Items listed in a dataset:
BEGIN

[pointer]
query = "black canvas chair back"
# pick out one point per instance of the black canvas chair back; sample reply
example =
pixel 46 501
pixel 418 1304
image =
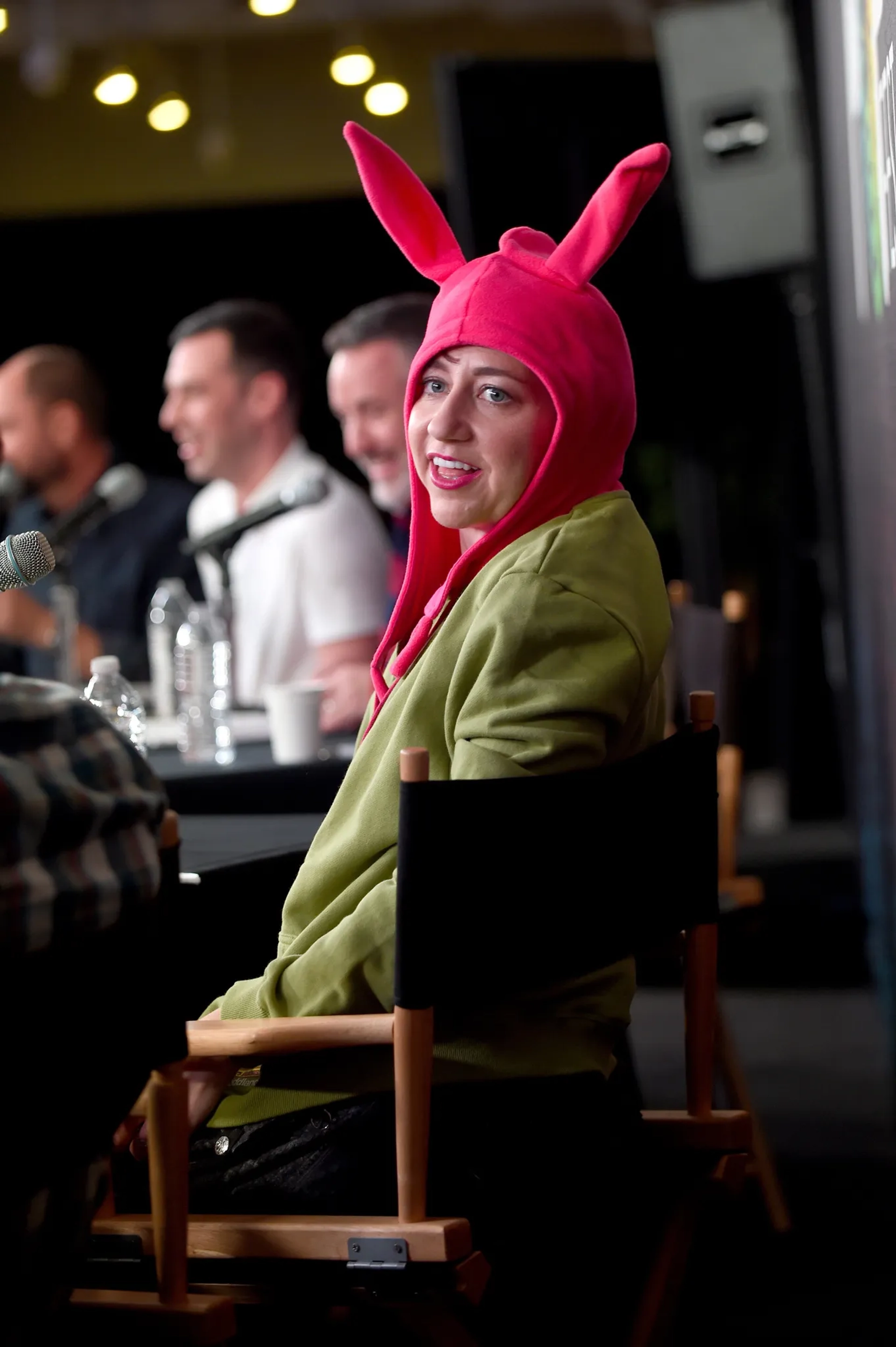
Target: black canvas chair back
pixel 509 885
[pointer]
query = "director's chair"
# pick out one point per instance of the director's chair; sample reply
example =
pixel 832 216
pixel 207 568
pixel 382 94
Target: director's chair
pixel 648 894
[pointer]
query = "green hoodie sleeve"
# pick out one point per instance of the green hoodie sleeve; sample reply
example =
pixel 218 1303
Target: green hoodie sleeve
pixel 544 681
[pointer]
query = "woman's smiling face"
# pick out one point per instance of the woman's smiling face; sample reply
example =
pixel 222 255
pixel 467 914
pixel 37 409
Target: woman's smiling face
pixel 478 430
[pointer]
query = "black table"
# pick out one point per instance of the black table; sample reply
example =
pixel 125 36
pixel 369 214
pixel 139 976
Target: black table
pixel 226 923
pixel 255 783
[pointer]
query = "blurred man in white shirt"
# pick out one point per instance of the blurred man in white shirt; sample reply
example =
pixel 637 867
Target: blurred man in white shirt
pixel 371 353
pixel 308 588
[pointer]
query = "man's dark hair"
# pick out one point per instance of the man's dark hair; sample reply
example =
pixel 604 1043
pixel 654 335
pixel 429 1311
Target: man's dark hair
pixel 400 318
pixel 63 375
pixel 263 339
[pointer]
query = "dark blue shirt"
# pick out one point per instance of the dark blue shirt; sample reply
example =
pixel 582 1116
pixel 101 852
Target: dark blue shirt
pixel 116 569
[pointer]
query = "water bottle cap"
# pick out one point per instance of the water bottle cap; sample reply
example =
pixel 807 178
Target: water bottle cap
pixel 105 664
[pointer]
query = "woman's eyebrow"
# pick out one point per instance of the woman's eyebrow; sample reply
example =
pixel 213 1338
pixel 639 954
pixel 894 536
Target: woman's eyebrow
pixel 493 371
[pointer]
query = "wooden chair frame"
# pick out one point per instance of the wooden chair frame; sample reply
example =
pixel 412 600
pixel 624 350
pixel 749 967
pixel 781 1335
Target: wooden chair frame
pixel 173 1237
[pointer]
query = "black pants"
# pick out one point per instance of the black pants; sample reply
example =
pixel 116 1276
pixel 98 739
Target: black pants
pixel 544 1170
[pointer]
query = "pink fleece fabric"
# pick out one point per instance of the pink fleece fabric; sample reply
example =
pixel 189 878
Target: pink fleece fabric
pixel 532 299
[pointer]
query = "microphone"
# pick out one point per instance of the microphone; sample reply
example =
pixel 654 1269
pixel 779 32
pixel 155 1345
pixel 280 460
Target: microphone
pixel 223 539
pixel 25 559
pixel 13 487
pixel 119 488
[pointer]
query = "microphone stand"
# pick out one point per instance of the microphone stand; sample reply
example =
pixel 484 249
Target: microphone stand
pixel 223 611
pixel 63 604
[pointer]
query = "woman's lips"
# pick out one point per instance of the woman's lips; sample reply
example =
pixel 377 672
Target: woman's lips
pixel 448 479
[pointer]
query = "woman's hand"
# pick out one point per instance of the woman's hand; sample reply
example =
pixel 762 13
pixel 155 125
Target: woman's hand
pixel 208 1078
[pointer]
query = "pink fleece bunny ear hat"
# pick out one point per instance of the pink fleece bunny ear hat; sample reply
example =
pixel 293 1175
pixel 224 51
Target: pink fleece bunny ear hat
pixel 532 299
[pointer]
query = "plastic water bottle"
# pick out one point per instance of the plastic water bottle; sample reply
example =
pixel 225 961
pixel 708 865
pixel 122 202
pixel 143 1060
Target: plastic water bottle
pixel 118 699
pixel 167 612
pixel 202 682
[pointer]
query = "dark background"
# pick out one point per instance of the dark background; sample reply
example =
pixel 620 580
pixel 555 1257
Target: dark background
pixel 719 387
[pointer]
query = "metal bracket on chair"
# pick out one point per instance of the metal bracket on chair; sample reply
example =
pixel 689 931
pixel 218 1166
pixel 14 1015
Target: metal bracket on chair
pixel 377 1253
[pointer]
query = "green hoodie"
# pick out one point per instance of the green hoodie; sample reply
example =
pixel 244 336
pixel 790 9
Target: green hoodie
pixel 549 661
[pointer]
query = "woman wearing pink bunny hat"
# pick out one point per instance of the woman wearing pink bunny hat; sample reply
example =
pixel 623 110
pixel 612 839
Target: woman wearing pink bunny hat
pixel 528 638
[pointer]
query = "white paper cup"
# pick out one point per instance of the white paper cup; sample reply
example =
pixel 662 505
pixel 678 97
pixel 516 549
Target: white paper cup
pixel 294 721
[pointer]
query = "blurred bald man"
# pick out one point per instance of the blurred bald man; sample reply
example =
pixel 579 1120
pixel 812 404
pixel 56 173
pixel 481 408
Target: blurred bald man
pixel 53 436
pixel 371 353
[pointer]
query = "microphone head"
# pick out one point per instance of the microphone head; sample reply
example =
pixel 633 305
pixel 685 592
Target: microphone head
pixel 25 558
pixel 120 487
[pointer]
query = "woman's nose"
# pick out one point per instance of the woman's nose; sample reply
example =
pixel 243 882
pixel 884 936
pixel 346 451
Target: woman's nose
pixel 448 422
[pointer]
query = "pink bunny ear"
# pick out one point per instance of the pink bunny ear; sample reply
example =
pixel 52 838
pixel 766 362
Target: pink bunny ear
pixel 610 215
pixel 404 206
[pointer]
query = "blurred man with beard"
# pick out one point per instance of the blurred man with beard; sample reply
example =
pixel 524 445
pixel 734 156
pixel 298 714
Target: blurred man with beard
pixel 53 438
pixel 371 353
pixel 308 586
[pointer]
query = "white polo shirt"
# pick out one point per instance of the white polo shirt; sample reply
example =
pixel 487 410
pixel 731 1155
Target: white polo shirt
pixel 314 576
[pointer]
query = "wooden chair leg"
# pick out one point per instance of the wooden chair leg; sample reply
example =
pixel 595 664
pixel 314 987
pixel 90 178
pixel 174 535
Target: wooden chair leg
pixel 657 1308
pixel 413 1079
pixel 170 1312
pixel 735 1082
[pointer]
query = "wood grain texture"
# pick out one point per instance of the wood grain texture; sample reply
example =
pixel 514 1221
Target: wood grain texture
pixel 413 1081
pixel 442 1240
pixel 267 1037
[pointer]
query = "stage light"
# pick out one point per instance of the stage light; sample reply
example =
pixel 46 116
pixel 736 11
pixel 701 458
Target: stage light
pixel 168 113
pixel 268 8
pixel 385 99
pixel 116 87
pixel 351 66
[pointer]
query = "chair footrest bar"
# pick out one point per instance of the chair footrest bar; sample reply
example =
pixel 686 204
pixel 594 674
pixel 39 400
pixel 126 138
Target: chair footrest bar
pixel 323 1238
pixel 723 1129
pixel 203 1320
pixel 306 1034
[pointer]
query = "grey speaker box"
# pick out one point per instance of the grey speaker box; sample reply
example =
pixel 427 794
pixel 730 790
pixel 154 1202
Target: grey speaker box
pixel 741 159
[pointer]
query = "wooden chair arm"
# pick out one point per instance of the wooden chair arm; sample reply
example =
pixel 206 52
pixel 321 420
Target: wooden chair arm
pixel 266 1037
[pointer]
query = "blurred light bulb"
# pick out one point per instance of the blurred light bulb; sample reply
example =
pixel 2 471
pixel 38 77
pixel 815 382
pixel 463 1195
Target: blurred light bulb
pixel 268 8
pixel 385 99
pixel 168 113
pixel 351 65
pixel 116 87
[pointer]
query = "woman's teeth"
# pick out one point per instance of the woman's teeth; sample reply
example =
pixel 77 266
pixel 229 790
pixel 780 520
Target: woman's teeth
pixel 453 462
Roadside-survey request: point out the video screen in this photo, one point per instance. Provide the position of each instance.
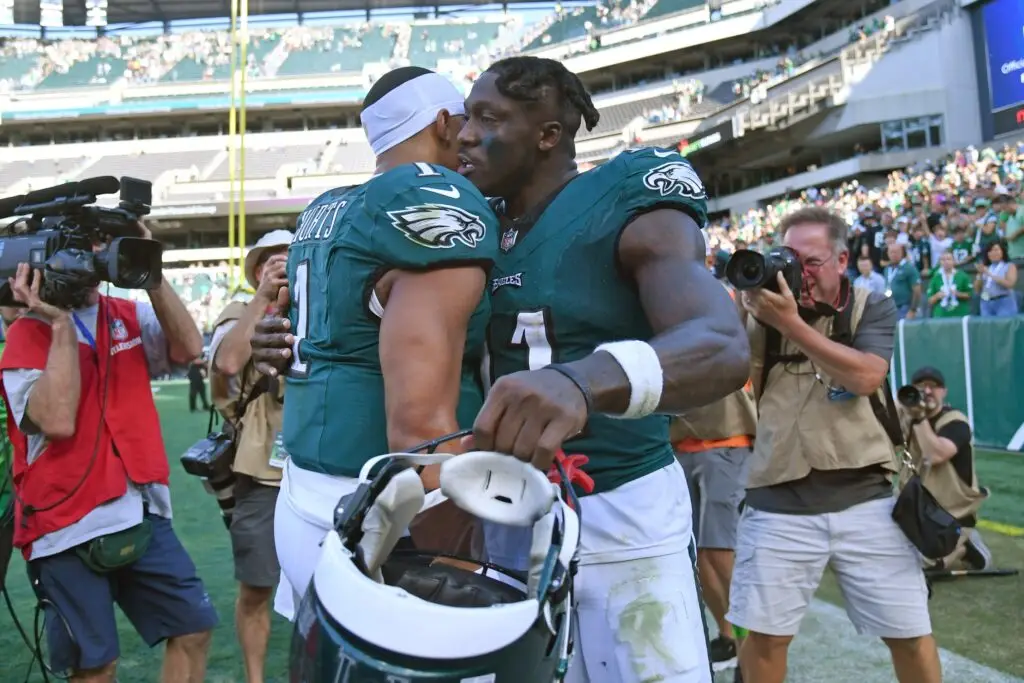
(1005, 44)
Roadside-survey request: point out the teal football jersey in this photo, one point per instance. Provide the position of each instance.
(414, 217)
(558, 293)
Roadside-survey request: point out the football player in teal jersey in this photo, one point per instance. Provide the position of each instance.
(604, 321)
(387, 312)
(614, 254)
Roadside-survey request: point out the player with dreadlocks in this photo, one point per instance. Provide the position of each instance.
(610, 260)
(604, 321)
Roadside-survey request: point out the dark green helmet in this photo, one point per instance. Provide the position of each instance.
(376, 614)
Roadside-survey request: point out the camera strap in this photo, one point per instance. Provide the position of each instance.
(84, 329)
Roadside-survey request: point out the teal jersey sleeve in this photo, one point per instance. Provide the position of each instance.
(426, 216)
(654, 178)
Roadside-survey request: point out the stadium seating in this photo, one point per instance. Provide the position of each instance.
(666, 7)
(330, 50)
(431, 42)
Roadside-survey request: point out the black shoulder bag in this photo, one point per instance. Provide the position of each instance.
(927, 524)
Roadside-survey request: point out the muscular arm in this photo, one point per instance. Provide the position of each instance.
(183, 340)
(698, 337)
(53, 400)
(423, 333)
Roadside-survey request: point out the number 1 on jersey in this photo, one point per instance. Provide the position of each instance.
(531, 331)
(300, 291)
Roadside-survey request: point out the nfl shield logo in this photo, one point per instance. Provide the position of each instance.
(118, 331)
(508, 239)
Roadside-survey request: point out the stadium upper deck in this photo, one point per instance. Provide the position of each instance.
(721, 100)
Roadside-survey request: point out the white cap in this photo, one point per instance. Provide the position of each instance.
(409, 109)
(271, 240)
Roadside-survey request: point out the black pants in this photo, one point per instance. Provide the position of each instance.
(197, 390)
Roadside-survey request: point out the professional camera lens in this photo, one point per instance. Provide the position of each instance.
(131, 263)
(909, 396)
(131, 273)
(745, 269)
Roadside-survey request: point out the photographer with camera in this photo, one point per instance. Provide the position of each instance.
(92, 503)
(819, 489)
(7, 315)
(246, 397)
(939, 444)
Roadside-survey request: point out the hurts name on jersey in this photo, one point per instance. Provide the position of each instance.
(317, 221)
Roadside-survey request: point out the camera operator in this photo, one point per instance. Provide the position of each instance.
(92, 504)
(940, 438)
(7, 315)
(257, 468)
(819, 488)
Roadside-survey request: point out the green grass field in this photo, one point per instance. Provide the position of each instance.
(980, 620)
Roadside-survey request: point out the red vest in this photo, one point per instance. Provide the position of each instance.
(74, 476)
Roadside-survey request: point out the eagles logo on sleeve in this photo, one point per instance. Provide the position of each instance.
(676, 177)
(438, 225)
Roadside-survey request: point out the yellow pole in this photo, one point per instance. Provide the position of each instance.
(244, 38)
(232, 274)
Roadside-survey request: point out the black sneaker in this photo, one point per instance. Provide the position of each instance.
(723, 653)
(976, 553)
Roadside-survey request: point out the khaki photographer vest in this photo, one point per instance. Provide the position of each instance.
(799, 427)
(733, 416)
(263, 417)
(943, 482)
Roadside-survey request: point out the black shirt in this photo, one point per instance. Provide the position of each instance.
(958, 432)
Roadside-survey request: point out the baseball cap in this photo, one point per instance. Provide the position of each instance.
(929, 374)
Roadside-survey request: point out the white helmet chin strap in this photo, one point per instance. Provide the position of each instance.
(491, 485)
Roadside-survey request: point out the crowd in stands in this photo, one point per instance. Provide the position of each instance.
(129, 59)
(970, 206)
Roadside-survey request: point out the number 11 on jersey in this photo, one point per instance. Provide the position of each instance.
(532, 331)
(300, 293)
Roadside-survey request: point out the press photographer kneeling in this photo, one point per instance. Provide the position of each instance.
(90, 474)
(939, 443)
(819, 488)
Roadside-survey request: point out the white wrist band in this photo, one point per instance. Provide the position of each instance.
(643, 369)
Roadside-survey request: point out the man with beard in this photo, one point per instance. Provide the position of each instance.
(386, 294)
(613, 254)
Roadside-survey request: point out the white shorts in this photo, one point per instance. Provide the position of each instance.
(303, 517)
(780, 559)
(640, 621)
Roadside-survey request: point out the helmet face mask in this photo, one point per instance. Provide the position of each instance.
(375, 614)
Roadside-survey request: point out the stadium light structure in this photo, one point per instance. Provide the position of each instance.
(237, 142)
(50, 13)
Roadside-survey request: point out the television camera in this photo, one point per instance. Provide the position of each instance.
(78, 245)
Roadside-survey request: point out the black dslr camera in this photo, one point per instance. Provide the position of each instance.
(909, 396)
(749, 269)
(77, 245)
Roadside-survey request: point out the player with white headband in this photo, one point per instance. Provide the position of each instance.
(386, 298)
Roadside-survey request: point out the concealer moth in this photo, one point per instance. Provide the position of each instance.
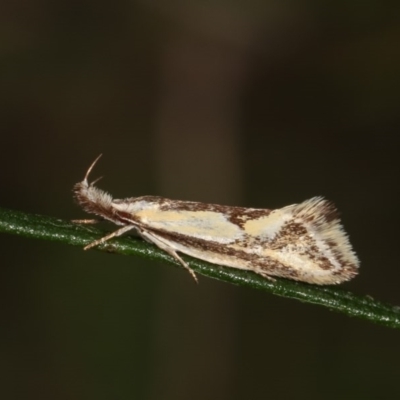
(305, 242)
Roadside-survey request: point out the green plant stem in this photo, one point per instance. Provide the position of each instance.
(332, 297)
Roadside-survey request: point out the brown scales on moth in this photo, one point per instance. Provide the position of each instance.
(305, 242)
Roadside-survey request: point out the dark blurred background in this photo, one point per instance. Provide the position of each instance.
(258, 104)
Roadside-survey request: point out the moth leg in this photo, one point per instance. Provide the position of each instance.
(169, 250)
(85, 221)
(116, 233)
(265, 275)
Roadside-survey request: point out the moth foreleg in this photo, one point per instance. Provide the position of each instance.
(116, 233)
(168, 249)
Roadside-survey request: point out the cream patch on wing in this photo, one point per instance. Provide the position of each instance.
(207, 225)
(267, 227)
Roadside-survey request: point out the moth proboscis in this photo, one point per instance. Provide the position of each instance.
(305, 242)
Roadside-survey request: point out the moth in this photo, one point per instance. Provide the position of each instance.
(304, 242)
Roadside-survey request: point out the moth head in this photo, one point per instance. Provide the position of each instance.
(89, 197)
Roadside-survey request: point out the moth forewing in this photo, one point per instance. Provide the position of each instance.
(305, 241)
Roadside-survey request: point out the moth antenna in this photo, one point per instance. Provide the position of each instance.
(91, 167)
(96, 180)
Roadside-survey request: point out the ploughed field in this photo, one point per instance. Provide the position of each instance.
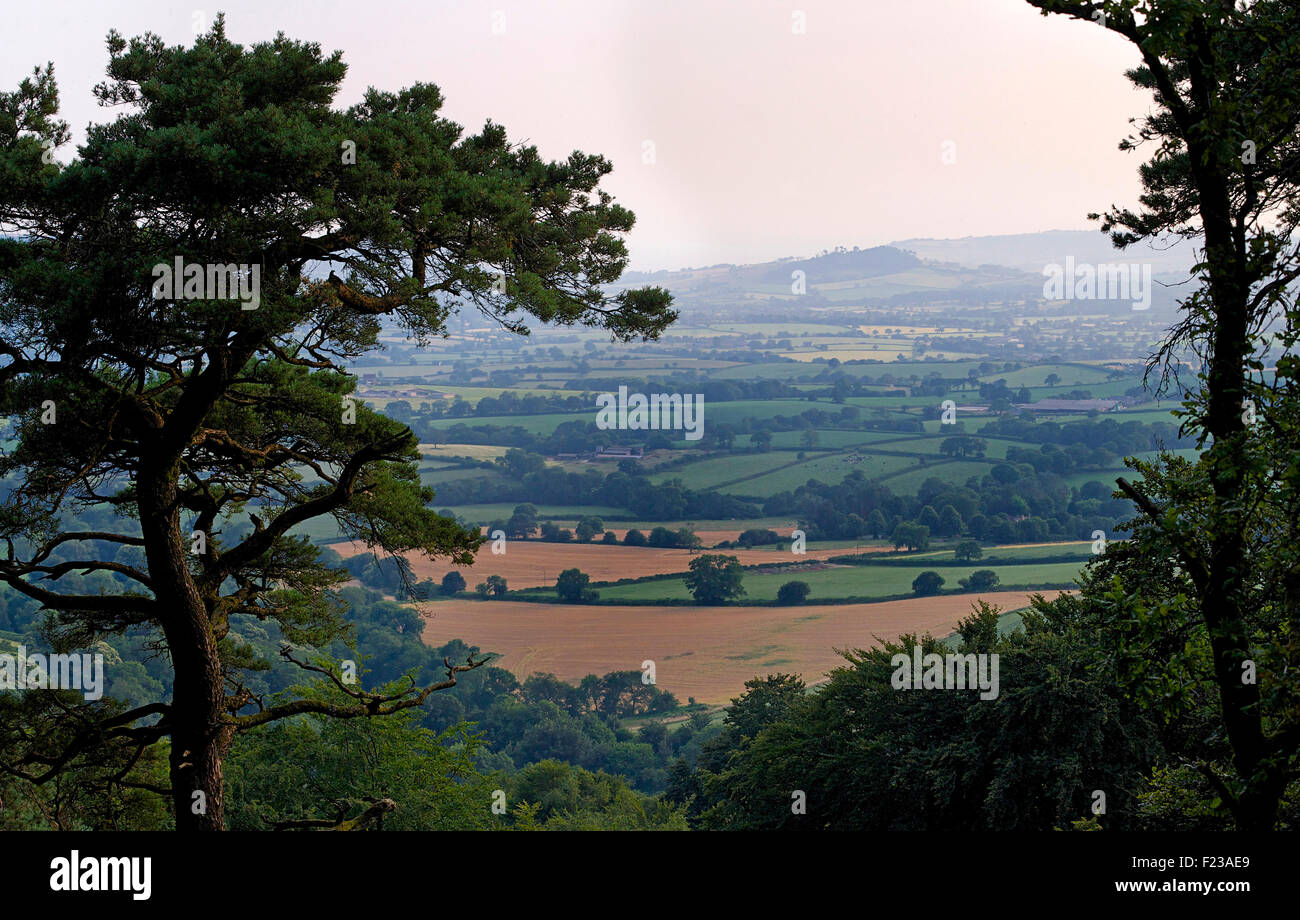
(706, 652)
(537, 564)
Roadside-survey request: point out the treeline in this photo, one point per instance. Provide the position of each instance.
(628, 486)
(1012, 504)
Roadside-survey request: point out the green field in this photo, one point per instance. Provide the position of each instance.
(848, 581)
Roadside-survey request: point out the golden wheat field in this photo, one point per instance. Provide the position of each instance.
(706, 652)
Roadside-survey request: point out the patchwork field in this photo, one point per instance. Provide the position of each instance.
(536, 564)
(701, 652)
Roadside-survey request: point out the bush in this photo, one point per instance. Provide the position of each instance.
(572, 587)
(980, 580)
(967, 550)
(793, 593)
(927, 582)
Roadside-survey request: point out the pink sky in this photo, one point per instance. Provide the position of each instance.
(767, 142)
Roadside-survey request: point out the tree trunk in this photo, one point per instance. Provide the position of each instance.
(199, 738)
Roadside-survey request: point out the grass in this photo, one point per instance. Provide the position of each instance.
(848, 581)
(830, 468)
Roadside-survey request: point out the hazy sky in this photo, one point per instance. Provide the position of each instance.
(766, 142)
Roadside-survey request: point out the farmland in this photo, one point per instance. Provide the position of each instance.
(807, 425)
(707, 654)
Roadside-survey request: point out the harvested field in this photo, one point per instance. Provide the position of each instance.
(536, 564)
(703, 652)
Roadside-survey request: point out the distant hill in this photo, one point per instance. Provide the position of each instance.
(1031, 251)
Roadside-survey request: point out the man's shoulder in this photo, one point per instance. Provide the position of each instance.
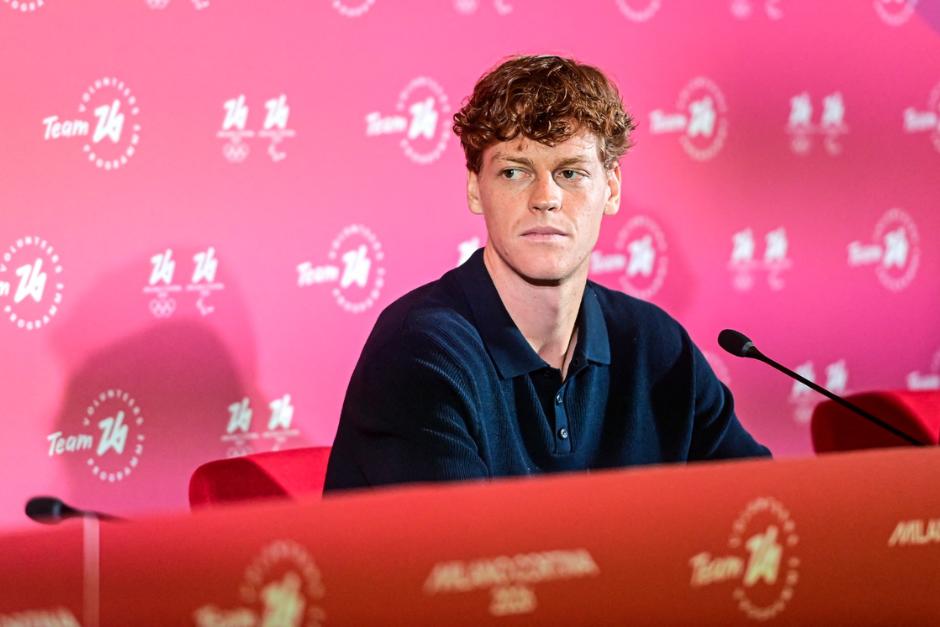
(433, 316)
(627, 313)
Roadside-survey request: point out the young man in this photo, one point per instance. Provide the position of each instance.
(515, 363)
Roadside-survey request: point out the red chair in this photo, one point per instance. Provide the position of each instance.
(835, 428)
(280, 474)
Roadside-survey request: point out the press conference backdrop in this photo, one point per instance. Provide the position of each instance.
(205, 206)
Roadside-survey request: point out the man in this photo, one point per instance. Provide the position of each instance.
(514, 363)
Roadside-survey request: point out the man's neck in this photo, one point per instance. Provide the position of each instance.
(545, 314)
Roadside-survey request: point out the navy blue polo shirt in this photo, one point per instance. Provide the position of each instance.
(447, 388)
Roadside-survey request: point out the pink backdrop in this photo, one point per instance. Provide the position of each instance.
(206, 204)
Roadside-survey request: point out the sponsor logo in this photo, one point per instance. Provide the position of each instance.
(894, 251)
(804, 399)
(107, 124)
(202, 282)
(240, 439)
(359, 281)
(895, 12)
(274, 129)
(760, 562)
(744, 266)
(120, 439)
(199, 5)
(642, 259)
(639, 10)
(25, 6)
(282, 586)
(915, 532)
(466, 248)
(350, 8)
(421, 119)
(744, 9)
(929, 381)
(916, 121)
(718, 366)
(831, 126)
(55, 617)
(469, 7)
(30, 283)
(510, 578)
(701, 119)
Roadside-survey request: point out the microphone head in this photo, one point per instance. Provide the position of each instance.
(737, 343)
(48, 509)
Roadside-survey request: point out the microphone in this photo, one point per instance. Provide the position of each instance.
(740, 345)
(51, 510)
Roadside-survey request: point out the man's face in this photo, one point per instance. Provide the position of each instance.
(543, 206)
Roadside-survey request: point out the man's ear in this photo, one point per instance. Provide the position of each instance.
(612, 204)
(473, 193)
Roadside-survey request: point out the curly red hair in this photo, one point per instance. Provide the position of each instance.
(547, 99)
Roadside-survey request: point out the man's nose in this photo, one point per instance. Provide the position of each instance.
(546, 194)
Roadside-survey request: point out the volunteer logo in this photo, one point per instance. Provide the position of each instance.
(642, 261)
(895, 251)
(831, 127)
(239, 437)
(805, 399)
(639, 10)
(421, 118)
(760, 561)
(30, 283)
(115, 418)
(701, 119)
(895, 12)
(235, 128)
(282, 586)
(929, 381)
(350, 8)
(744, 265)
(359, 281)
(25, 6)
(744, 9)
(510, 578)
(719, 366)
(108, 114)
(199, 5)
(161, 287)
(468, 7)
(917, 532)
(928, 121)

END

> _Exercise brief_: Everything from the line containing "Roadside-survey request: point out the man's ear" through the final line of the listing, inclusive, must be reproduced exactly; leave out the rest.

> _Result for this task_:
Roadside-survey request: point out the man's ear in this photo, one point per instance. Provide the position of each instance.
(612, 204)
(473, 193)
Roadside-survey request: point out the curly red hair in this photo, one point per instance. Provide the position of each instance.
(547, 99)
Roadside-survey request: point out the man's nose in this photo, one point per instance. Provide the position of each instance.
(546, 194)
Roadside-survey request: point out the volunteer logo in this photo, one point per instance. Provide the position of each instance.
(642, 261)
(895, 251)
(831, 127)
(239, 437)
(805, 399)
(639, 10)
(421, 118)
(760, 561)
(30, 283)
(115, 418)
(701, 119)
(895, 12)
(235, 128)
(282, 586)
(929, 381)
(350, 8)
(744, 265)
(359, 281)
(25, 6)
(744, 9)
(510, 578)
(719, 366)
(108, 114)
(199, 5)
(161, 287)
(468, 7)
(917, 532)
(928, 121)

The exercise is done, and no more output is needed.